▸ **EXERCISE INSTRUCTIONS**:
Translate this sentence from the passage below into Spanish: "What is much less well-known is the English Mission to Italy."

▸ **PASSAGE**:
The Very Reverend Canon the Count Enrico di Campello and the Reformed Italian Catholic Church

Fr John Salter, in Chrysostom for Pascha 2011, writes:

When the Catholic Hierarchy was restored in England in 1850, it was called by Anglicans, particularly Anglo-Catholics, “The Italian Mission”. Some years later Dom Gregory Dix O.S.B., the Anglican Prior of Nashdom Benedictine Abbey, mischievously pointed out that the Church of England was the descendant of the Italian Mission, that was sent by Pope Gregory with Augustine at its head and which provided people with very Italianate names like Augustino, Anselmo and Teodoro and even Cosmo and so on, whereas the so-called “Italian Mission” based at Westminster Cathedral had such aggressively Anglo-Saxon names as Wiseman, Manning, Vaughan and Bourne et al.

What is much less well-known is the English Mission to Italy. This arose after the Oxford Movement and was due to the Anglicans looking for allies against Rome wherever they could be found. The Orthodox Churches provided one source of non-Roman Catholicism, but the establishment of the Old Catholic Churches after the definition of Papal Infallibility following Vatican I provided yet another group of non-Roman Christians who claimed to be Catholics. Furthermore,  they looked to the earlier schism of the Dutch Roman Catholics of the Old Hierarchy, which pre-dated Vatican I.

In Spain, the Primate of Ireland, the hereditary Baron Plunkett, had provided a group of disaffected Roman Catholics with a bishop (Dr. Cabrera), consecrated by Plunkett, and a bowdlerized liturgy that was part Book of Common Prayer and part bits of the Mozarabic Rite. The Pope had been accused of setting up altar against altar at Westminster, whilst Anglicans were ignoring the activities of Plunkett in the Iberian peninsula, who, although Primate of Ireland seemed to have acquired universal jurisdiction!

(Items from a dataset)
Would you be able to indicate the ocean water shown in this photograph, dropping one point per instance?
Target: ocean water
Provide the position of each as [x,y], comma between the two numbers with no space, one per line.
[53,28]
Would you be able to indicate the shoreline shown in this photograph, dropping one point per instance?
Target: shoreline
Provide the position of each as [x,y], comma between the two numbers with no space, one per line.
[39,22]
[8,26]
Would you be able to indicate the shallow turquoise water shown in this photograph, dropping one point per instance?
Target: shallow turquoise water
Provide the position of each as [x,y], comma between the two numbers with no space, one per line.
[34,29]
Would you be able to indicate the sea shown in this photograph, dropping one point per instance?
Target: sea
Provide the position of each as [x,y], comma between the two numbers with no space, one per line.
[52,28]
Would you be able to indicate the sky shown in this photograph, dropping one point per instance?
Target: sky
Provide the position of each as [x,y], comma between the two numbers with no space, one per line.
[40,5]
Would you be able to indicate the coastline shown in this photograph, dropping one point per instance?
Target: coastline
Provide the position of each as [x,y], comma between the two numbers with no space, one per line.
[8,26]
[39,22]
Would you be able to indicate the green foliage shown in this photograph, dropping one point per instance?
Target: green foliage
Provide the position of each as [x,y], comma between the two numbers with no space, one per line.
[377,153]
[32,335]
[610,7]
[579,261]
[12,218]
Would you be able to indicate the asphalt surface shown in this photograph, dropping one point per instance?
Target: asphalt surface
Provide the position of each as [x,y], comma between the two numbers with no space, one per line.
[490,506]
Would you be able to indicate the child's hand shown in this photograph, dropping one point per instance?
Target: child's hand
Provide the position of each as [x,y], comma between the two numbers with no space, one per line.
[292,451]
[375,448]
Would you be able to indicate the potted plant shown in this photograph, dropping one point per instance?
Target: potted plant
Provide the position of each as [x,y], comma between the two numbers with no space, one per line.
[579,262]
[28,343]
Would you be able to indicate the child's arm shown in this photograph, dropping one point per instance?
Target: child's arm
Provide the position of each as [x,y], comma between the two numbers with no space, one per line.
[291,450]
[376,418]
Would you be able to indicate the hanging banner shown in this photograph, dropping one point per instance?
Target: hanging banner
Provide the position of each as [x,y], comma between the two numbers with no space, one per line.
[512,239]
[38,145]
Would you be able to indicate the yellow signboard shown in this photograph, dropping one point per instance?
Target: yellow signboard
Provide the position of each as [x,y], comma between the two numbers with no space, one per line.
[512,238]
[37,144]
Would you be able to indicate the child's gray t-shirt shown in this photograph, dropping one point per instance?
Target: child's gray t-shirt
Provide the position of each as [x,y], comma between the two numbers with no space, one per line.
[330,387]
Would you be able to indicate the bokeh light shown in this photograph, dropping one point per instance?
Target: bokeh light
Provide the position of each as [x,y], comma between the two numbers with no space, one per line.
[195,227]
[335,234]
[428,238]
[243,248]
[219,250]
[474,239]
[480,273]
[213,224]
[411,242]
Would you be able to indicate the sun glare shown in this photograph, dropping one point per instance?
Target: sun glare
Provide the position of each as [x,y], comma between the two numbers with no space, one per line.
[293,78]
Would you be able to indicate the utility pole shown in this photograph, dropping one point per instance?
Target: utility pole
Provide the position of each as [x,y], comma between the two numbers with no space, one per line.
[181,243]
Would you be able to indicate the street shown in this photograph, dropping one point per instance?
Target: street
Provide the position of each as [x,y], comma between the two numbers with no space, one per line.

▸ **FINISHED EXERCISE**:
Lo que es mucho menos conocido es la Misión Inglesa a Italia.